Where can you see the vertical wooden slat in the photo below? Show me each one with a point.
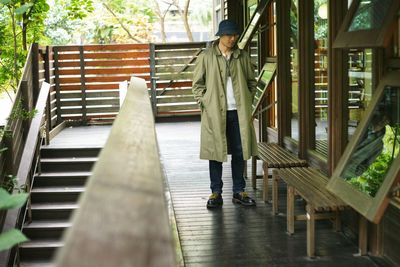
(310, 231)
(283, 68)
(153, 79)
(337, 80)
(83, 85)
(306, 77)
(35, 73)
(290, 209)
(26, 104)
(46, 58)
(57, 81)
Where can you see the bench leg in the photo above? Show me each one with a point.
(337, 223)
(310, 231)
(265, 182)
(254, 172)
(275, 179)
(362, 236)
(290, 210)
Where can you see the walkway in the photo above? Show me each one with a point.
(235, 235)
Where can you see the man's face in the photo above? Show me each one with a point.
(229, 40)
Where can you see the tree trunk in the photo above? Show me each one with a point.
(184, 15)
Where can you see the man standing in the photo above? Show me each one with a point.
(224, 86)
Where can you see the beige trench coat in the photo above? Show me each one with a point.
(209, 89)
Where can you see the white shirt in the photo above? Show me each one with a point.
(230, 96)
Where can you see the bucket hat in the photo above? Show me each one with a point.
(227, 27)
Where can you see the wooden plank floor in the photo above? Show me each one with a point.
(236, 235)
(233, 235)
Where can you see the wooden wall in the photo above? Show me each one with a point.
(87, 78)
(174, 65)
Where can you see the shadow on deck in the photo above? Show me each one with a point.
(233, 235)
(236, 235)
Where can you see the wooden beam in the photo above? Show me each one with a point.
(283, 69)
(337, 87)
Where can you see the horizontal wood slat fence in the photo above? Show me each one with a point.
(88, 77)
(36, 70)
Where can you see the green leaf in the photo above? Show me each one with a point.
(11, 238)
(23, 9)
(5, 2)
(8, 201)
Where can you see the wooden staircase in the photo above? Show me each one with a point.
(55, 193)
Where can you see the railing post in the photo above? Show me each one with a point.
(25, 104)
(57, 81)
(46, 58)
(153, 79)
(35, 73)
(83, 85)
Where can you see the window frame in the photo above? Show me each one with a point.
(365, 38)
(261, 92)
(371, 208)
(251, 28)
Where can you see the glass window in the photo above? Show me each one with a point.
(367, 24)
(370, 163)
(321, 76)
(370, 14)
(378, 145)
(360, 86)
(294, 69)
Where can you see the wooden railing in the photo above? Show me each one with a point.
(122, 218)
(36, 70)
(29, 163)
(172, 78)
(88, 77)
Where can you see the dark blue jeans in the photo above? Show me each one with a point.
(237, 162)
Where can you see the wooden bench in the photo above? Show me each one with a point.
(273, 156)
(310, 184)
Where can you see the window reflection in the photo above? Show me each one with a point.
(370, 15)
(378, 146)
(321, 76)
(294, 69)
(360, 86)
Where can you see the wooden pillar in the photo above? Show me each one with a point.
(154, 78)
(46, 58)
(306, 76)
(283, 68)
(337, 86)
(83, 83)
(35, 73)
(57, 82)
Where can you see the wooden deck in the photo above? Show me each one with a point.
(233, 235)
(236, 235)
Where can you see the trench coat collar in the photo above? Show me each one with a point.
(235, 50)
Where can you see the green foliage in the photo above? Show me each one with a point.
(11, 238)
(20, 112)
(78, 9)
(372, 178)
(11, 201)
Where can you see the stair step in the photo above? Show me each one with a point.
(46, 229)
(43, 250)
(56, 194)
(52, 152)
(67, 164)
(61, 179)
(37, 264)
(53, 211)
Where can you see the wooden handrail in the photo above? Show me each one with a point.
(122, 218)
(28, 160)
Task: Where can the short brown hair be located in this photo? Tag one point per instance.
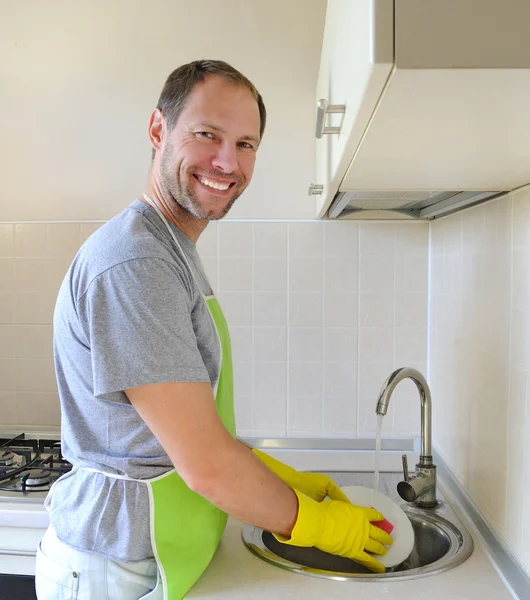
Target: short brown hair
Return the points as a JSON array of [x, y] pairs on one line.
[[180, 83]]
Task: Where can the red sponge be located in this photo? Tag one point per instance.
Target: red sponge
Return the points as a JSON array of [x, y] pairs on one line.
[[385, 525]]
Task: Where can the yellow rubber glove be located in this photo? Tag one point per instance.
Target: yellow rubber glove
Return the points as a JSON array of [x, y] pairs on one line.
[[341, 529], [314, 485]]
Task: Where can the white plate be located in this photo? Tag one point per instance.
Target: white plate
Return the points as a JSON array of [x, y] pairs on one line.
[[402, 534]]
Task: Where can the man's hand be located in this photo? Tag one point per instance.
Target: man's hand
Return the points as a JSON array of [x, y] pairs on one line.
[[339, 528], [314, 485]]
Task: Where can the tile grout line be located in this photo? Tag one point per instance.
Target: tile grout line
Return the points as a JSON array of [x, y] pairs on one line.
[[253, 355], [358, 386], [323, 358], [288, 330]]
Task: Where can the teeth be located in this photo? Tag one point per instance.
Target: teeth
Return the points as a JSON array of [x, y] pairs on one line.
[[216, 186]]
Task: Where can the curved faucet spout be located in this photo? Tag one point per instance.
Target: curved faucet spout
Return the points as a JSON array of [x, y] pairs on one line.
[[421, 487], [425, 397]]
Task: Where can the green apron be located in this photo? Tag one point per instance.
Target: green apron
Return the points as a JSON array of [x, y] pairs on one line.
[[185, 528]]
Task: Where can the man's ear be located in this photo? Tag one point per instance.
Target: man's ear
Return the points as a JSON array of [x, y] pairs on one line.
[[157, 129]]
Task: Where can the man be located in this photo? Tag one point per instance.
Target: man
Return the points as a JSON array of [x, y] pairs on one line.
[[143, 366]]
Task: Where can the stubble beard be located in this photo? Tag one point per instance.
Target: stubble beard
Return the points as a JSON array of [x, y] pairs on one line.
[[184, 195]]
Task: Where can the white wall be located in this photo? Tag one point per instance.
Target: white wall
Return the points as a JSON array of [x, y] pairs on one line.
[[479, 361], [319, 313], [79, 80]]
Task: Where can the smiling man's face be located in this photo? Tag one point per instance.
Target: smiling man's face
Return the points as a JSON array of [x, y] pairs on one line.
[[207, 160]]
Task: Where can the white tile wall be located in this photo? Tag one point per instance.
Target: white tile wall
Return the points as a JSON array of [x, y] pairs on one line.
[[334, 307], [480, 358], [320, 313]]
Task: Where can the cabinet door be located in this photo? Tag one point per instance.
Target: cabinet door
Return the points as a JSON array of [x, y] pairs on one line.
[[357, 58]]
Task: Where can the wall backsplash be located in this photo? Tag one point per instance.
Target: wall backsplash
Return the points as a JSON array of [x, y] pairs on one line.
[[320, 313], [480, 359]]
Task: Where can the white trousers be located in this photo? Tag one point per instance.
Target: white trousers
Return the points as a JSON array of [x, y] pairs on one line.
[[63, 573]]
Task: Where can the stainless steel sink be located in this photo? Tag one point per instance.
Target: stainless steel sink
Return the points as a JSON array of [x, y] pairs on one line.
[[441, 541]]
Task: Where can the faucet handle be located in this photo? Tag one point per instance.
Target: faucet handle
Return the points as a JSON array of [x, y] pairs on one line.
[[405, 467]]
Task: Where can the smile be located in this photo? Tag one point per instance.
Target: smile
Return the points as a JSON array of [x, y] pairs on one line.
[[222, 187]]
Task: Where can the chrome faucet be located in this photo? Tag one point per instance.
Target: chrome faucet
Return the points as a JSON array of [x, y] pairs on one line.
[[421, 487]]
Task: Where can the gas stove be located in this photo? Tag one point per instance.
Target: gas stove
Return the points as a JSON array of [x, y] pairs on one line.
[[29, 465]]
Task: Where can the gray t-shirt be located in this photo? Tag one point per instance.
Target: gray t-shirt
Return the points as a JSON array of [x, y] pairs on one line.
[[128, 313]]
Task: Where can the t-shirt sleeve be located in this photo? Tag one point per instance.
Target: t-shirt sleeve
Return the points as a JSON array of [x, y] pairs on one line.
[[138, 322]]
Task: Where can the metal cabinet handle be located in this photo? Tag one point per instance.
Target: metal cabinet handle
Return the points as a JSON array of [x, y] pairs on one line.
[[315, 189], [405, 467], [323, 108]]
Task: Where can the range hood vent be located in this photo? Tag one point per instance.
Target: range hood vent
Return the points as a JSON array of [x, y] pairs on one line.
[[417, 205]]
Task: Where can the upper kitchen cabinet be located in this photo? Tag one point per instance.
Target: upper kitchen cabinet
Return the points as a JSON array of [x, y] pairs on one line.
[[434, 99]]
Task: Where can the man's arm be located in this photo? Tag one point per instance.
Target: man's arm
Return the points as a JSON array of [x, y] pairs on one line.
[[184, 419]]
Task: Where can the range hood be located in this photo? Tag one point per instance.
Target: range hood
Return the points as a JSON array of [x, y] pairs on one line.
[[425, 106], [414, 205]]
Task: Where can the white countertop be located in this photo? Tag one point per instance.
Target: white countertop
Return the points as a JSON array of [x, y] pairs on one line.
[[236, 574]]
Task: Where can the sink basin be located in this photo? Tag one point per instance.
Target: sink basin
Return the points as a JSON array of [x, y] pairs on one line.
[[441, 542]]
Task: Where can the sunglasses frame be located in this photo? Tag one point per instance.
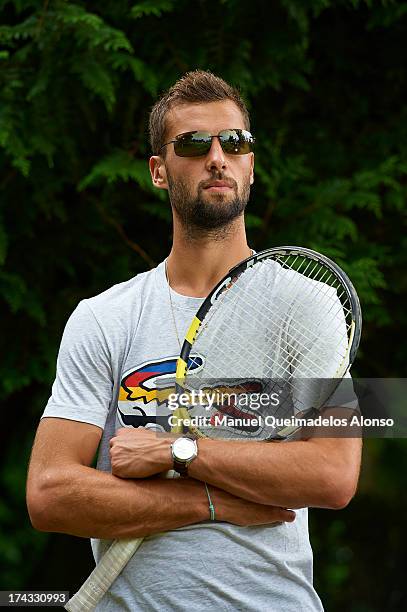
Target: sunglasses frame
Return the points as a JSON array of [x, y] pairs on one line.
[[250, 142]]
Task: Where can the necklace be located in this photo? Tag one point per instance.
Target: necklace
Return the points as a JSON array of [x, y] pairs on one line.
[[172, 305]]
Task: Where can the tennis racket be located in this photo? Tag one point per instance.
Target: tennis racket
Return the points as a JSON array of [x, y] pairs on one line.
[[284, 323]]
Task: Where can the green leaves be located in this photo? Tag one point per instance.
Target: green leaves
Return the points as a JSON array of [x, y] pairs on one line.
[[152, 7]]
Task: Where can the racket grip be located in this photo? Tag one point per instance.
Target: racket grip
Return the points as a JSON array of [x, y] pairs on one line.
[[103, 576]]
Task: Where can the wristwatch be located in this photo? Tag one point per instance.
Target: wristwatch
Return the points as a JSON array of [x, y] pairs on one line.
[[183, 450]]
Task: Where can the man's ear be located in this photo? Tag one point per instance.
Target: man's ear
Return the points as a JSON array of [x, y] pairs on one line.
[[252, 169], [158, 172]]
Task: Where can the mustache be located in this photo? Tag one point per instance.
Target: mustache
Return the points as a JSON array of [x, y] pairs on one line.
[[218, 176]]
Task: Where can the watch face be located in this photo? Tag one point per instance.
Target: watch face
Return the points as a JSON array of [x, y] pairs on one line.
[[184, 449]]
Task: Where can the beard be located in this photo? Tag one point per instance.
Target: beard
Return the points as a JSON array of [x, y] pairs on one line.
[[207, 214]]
.....
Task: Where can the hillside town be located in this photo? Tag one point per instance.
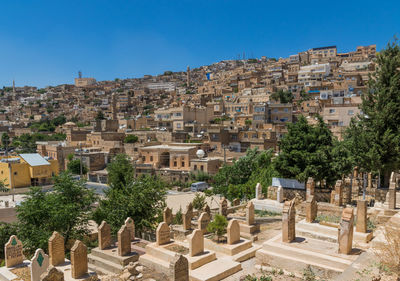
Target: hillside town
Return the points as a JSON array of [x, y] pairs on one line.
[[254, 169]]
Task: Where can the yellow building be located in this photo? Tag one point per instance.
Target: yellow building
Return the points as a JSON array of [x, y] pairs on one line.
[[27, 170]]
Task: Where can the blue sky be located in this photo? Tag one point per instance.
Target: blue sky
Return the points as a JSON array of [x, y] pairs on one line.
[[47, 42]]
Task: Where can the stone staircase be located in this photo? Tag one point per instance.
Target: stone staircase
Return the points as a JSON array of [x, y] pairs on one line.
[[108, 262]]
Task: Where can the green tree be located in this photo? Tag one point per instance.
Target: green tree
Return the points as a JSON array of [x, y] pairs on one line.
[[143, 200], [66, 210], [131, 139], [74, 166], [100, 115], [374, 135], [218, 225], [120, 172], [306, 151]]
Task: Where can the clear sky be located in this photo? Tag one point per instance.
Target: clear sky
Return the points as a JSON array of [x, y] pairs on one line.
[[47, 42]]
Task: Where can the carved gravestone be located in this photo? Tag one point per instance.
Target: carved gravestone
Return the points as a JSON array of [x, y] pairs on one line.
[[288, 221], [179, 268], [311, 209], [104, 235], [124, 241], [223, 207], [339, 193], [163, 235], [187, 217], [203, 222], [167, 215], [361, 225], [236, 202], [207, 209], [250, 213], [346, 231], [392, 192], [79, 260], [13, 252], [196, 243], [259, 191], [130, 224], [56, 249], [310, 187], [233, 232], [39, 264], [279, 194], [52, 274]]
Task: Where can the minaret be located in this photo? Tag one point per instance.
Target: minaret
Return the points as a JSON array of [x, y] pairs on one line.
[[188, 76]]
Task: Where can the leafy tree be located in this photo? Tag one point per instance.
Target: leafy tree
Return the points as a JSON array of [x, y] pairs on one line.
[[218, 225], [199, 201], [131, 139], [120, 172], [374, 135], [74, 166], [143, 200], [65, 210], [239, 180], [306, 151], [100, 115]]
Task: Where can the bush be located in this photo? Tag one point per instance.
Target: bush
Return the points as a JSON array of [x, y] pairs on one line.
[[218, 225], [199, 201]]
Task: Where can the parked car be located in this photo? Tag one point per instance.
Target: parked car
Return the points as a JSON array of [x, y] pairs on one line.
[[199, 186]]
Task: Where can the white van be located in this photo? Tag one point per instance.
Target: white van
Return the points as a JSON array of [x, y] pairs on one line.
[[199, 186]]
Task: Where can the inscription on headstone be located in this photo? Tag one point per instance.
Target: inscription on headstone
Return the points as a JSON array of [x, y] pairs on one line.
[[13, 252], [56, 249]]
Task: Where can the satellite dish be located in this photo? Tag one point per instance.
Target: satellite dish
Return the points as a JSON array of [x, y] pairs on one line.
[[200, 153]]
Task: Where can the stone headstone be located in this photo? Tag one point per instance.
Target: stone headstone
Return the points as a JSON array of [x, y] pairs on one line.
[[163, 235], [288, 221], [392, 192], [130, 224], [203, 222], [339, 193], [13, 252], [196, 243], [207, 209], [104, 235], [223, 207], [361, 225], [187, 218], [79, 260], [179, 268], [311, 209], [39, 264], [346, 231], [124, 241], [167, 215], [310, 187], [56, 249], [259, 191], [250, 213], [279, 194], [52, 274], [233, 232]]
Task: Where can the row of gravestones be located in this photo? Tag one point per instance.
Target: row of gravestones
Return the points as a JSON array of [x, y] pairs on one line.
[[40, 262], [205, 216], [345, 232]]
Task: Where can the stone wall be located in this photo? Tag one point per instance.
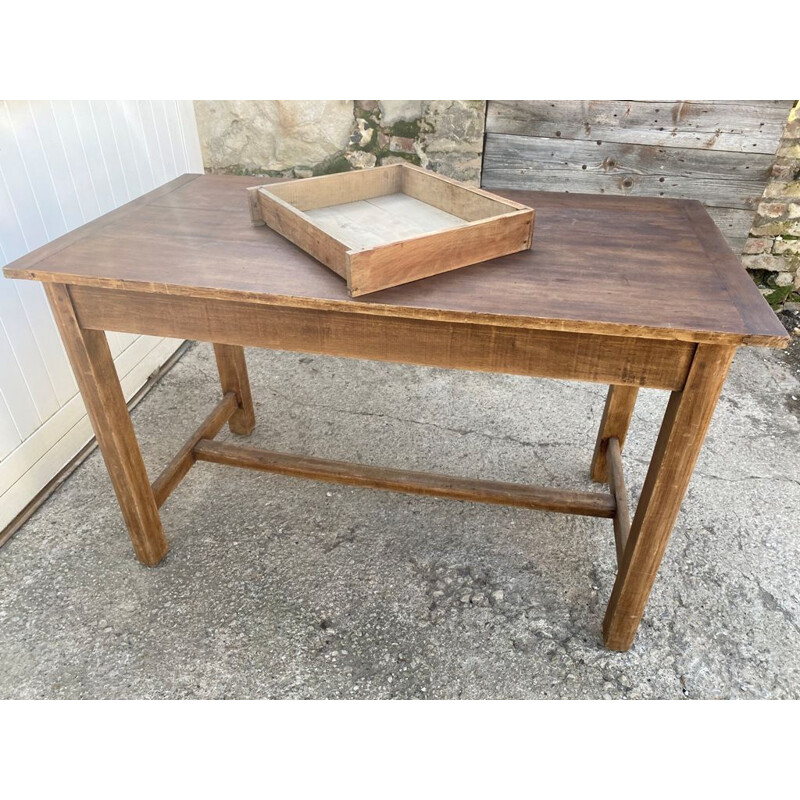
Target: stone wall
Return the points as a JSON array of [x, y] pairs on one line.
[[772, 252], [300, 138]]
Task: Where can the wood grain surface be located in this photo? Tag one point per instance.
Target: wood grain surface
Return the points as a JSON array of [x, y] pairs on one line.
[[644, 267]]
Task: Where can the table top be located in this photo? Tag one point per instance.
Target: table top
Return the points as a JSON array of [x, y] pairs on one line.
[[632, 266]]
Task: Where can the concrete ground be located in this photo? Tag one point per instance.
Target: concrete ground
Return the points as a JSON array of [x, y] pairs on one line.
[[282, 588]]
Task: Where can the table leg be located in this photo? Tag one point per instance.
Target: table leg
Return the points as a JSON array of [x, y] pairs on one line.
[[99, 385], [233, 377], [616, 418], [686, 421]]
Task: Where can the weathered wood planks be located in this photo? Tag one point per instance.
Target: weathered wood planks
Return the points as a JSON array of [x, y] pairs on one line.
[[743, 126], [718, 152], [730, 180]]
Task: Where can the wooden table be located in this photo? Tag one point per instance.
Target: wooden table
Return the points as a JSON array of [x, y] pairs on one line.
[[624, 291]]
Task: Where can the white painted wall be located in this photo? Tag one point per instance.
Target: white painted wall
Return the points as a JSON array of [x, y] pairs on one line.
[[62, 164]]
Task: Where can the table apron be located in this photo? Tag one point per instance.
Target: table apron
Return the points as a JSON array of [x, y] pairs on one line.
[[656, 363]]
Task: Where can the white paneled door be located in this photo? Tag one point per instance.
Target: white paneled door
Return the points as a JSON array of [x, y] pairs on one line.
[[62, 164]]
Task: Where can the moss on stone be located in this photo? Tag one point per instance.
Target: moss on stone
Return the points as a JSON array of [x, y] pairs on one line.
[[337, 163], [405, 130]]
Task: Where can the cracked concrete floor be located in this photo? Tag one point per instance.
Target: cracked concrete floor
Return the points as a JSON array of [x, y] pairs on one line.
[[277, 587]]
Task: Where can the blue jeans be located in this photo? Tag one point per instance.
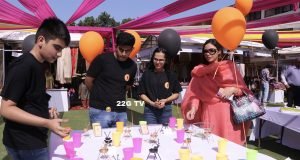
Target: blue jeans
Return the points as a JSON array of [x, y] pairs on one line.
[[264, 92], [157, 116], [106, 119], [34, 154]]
.....
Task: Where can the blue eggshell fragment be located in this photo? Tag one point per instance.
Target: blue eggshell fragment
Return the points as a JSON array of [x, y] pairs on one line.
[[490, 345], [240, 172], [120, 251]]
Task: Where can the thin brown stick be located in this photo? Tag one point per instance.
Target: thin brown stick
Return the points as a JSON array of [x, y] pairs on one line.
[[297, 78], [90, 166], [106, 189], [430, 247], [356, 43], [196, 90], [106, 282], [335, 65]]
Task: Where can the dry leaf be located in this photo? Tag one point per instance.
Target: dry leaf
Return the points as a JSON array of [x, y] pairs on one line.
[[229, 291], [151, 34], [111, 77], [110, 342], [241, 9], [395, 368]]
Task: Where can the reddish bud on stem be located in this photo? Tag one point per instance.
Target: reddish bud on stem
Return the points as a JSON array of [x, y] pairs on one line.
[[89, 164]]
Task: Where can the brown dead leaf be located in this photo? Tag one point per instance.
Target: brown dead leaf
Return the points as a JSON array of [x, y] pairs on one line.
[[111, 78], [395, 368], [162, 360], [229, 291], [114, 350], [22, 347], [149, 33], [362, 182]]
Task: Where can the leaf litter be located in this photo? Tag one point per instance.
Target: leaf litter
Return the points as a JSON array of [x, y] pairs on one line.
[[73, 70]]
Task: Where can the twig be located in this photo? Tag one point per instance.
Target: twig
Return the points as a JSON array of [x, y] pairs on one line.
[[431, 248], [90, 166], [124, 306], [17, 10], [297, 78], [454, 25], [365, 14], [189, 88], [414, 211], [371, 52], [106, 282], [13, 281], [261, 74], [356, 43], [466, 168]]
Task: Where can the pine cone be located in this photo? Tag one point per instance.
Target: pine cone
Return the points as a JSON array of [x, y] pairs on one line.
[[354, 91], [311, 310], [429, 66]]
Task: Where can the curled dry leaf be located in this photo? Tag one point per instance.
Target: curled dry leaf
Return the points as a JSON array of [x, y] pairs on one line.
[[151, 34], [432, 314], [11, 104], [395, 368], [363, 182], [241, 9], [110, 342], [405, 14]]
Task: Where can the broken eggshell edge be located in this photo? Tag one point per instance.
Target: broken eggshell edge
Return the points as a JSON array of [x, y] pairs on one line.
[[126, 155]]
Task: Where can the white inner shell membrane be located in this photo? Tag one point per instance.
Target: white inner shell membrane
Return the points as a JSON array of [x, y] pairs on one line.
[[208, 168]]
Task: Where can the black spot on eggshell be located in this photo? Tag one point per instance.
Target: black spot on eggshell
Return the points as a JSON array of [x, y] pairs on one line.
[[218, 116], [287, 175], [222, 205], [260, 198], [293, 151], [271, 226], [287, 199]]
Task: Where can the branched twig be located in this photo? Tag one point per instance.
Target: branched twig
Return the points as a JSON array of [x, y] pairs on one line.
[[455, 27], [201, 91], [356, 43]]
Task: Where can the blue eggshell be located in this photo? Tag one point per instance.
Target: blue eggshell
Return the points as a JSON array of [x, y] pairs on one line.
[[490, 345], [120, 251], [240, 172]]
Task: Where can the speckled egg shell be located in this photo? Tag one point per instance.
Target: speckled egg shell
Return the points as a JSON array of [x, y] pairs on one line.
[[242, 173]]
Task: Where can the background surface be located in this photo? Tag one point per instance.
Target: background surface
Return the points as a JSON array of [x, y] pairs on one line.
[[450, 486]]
.....
#### Problem description
List every line above that contains the word "trench".

#### Solution to this exercise
Where can you see the beige trench coat in the photo above? Show me each one with a point.
Where can you see the trench coat collar in the photo above? Show me each one with a point.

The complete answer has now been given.